* _To be done_:
Swap "green foliage" for "green vegetation" throughout the items below, then reproduce every item with nothing else altered.

* _Material shown_:

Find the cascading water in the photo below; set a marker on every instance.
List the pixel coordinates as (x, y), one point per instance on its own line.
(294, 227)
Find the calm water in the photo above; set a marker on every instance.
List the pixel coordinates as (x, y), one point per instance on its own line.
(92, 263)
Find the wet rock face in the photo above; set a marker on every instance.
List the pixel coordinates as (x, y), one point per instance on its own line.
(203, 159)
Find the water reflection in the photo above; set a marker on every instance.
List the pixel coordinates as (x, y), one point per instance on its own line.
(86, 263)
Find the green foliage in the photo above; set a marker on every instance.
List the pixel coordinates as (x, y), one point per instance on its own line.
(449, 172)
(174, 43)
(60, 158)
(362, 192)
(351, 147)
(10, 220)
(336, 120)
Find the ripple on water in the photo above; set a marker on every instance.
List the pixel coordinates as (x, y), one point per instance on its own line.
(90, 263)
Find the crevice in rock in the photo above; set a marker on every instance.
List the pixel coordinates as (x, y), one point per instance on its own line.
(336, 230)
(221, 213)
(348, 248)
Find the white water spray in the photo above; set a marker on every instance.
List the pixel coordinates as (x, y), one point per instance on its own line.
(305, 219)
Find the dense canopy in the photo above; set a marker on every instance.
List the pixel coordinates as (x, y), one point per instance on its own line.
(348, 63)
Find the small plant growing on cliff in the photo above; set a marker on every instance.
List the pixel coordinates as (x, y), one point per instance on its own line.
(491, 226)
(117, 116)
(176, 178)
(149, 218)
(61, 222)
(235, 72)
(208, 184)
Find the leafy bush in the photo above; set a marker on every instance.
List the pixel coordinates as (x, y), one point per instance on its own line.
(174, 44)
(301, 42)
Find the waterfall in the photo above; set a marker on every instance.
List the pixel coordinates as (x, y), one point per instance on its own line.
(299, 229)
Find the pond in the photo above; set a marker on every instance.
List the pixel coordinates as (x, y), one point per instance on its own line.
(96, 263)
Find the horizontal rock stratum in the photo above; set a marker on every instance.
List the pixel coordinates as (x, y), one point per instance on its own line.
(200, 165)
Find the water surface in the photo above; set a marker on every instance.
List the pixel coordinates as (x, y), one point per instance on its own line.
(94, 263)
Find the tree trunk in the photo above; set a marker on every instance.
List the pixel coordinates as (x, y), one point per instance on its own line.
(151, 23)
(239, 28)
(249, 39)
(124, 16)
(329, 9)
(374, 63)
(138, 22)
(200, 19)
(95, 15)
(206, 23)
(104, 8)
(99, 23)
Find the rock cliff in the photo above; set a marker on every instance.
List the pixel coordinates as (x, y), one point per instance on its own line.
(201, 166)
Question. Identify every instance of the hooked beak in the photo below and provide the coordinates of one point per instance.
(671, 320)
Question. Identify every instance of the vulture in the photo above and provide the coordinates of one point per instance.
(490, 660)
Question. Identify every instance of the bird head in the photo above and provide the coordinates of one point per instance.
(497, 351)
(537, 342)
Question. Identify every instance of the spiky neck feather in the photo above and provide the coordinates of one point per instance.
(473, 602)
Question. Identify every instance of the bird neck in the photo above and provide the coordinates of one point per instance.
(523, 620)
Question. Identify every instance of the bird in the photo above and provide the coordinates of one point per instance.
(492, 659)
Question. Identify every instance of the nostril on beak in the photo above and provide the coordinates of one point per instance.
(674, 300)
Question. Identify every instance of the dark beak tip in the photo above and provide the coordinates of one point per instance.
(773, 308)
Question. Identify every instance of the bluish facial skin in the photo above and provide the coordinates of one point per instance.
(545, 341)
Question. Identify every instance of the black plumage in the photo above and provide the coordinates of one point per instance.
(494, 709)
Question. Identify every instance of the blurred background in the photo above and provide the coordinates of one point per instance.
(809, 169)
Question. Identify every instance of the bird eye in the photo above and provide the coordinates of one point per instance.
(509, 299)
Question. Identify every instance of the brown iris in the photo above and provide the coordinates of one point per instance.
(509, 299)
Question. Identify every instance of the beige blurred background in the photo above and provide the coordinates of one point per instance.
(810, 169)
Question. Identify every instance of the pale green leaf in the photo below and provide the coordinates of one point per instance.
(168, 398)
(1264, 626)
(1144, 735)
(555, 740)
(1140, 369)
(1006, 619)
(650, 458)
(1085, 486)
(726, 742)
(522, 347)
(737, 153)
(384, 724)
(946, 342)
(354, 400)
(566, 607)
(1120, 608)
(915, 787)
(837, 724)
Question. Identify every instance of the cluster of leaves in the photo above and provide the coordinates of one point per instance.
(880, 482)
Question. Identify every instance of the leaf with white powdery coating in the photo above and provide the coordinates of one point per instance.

* _Solution to this exercise_:
Find the cascading water in the photo below; set a marker on every instance.
List the pixel coordinates as (x, y), one point per instance on its own line.
(294, 227)
Find the calm water in the photo above; set a marker on every instance.
List the pixel coordinates as (x, y), one point per instance on its own line.
(92, 263)
Find the wet rock face in the photo above; set a marker on every instance.
List the pixel coordinates as (x, y), one point per instance on its own line.
(203, 159)
Find the water reflection in the photo above; set a marker on every instance.
List the pixel coordinates as (x, y), one point per instance on its own line.
(86, 263)
Find the green vegetation in the photo above; set a marker on every instance.
List the pixel coordinates as (x, y), one point per instance on its own line.
(449, 172)
(174, 43)
(60, 158)
(362, 192)
(351, 147)
(10, 220)
(336, 120)
Find the ripple on water in the photo above; set a marker on every instance.
List the pixel coordinates as (x, y), one point per instance on its own line.
(90, 263)
Find the crevice in rock in the photo above; set a marker on every instance.
List the pixel coordinates as (x, y), one point per instance on its own line.
(336, 230)
(221, 213)
(348, 248)
Find the white water spray in the photo above; set a marker on every instance.
List the pixel coordinates as (x, y), one point per instance on its own line.
(305, 219)
Find the dense canopy in the photo above; set a marker on every instance.
List the pixel coordinates as (x, y), one point per instance on its own line.
(348, 63)
Find the small plant growing on cliff in the photo above; set a marker on every instance.
List the pixel coordinates as (x, y), one point per instance on its own line.
(491, 226)
(117, 116)
(176, 178)
(149, 218)
(61, 222)
(235, 72)
(208, 184)
Find the leafy bush in the photo above; set a marker on every instance.
List the pixel coordinates as (x, y), one point per instance on its own line.
(174, 44)
(301, 42)
Find the waterfall in the photo above; set a marker on every instance.
List the pixel coordinates as (x, y), one point per instance on its own line.
(299, 229)
Find the pond in the photo above; set a marker on every instance.
List the pixel coordinates as (x, y), one point per instance on its own line.
(96, 263)
Find the horizontal rock stratum in the photo above; set a marker on every instance.
List the pixel coordinates as (x, y), one point per instance on its own line.
(200, 165)
Find the water surface in the photo above; set a marker on every instance.
List the pixel coordinates as (x, y), one point per instance on its own line.
(94, 263)
Find the tree trunk in the photo above; set a marker on every instance.
List the pixel coordinates as (x, y), one point per instance on its own line.
(151, 23)
(239, 28)
(249, 39)
(124, 16)
(329, 9)
(374, 63)
(138, 22)
(200, 19)
(95, 15)
(206, 23)
(104, 8)
(99, 23)
Find the rock cliff in the photo above; set a marker on every instance.
List the pixel coordinates as (x, y), one point per instance on its own line.
(201, 166)
Question. Identify every instance of the hooked beak in the photo below and provide the coordinates of one point per instance.
(671, 320)
Question. Identify every instance of the vulture in the photo above and provide the coordinates of one point per instance.
(490, 660)
Question. Identify every instance of the bird head in the photo above and provide the coordinates of one point per instance.
(497, 351)
(537, 342)
Question. Identify every instance of the spiky neck feather in the photo above and provide the coordinates of one point per instance.
(473, 602)
Question. Identify every instance of the bird neck in the photo above and provide the coordinates of one point per instance.
(523, 620)
Question. Identify every instance of the bird in the photo above and provide the coordinates of one point per instance.
(492, 659)
Question. Identify every instance of the nostril on beak in the photo above and provide the coordinates of one point per instance.
(674, 300)
Question. Identify every instance of the dark beak tip in the photo above and provide the coordinates of one point per instance.
(773, 308)
Question. Identify every instance of the bluish facial skin in the photo above and provide the coordinates of one point per instance.
(545, 341)
Question. Identify every instance of the black plumage in the photo above and provide the coordinates of one point per instance.
(494, 709)
Question. Identify every instance of the blurred background in the photo above and provide the coordinates of one point per instance.
(809, 169)
Question. Identify every instance of the bird eye in the photo above and provide the coordinates of one point per instance.
(509, 299)
Question. Identify every instance of the brown iris in the photo above and provide the coordinates of one point per instance.
(509, 299)
Question. Identify every instance of the beige blurred background in the photo above and provide the coordinates of one point per instance.
(810, 169)
Question. Identify every instance of the pale green leaf in the photo below and provide the coordinates of one point per instance.
(168, 398)
(1264, 626)
(1144, 735)
(555, 740)
(1140, 369)
(1006, 619)
(650, 458)
(1085, 486)
(726, 742)
(522, 347)
(737, 153)
(384, 724)
(946, 342)
(354, 400)
(566, 607)
(1120, 608)
(915, 787)
(837, 724)
Question. Identify every instance of the cluster of leaves in the photo above and provide the coordinates of one point per instance.
(880, 482)
Question. Identify every instance of the leaf with white powdery coating in the photo above and provide the coordinates of one point per instance.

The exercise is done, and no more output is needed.